Search the records below for "black"; copy each line that has it.
Segment Start: Source data
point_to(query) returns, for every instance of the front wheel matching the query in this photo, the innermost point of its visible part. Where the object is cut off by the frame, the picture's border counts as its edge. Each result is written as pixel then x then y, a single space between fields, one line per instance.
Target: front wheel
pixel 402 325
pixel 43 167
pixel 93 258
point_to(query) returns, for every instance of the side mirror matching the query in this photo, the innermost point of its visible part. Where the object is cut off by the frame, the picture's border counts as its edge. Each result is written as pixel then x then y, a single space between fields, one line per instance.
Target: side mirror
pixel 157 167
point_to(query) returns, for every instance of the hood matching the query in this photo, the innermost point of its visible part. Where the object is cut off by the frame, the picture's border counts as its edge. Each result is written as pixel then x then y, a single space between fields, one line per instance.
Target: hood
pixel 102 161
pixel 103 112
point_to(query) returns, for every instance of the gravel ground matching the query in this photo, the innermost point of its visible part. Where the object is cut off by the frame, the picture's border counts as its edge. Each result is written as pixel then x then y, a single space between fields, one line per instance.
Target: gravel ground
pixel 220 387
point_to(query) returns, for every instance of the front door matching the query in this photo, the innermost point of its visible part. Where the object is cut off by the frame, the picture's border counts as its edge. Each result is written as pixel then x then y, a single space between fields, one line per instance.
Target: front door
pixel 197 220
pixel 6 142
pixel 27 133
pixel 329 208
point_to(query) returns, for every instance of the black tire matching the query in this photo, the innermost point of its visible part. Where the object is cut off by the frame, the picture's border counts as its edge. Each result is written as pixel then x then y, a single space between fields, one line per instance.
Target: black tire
Segment End: Source data
▶ Answer space:
point_to(query) returns, for every instance of the black tire matching the query in this photo, the innermost point of its visible part. Where the object is cut off by the frame, the picture's border counts as its edge. Each result is written as pixel then x then y, a single space between fields, one line per instance.
Target: black tire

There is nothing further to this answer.